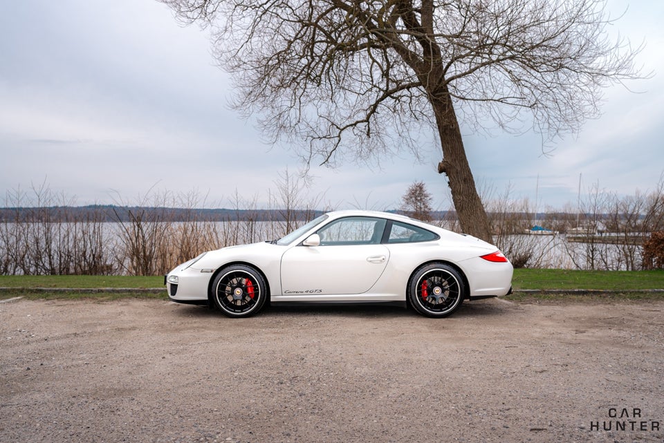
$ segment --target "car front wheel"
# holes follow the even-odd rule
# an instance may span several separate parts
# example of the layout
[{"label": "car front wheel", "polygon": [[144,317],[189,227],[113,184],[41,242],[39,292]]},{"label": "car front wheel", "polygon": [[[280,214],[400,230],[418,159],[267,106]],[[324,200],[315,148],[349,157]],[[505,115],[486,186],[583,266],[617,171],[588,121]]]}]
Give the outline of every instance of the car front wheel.
[{"label": "car front wheel", "polygon": [[415,310],[426,317],[444,317],[459,309],[465,294],[459,272],[445,263],[430,263],[415,271],[408,296]]},{"label": "car front wheel", "polygon": [[256,314],[263,308],[267,296],[265,280],[250,266],[225,267],[212,283],[212,298],[215,305],[230,317]]}]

BRIEF ▸ Print the whole listing above once more, word for word, without its pictures.

RESPONSE ▸
$ segment --target "car front wheel"
# holes follow the even-odd rule
# an instance may span several separate parts
# example of the layout
[{"label": "car front wheel", "polygon": [[144,317],[189,227],[113,184],[41,242],[39,292]]},{"label": "car front wheel", "polygon": [[[280,214],[400,230],[418,159],[267,106]],[[324,200],[315,148],[349,157]],[[505,115],[486,186],[583,266],[617,171],[588,121]]]}]
Give the outline of every instance of the car front wheel.
[{"label": "car front wheel", "polygon": [[415,310],[426,317],[444,317],[459,309],[465,294],[459,272],[445,263],[430,263],[415,271],[408,296]]},{"label": "car front wheel", "polygon": [[256,314],[263,308],[267,296],[265,280],[250,266],[225,267],[212,283],[212,298],[215,305],[230,317]]}]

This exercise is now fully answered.